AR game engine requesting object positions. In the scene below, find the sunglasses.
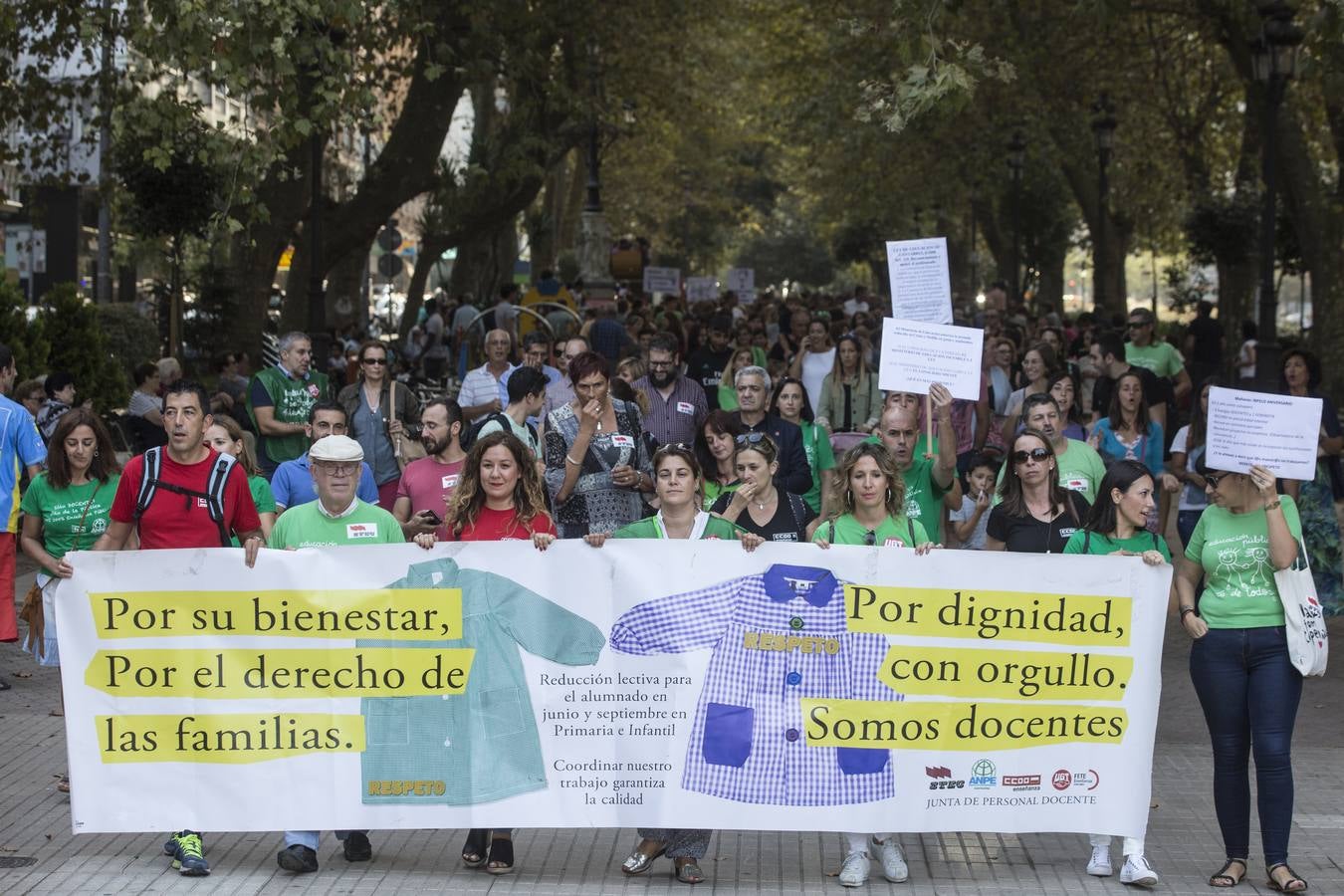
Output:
[1012,449,1049,464]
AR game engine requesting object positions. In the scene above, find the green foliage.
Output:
[38,284,130,412]
[96,303,162,374]
[0,281,47,380]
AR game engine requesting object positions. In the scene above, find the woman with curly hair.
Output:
[444,431,556,874]
[811,442,934,887]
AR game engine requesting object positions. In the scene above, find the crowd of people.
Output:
[0,278,1322,892]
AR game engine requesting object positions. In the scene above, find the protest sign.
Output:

**Aim**
Rewrite all of the rows with "scene" swapped for "image" and nothing else altered. Leave the pictures out.

**Task result**
AR game engine requesting object positions. In the image below, find the sunglasses.
Output:
[1012,449,1049,464]
AR game engine requesting object positions. In the image above, find the green foliage.
Output:
[38,284,130,412]
[96,303,162,374]
[0,281,47,380]
AR game engine requesting object positions. In the image above, find the woman with curly hair.
Output:
[444,431,556,874]
[811,442,934,887]
AR game engine requesting object positions. In the image above, find the crowd of people.
Output:
[0,278,1322,892]
AR game engine requesting object positions. In the image above, find the protest sign.
Output:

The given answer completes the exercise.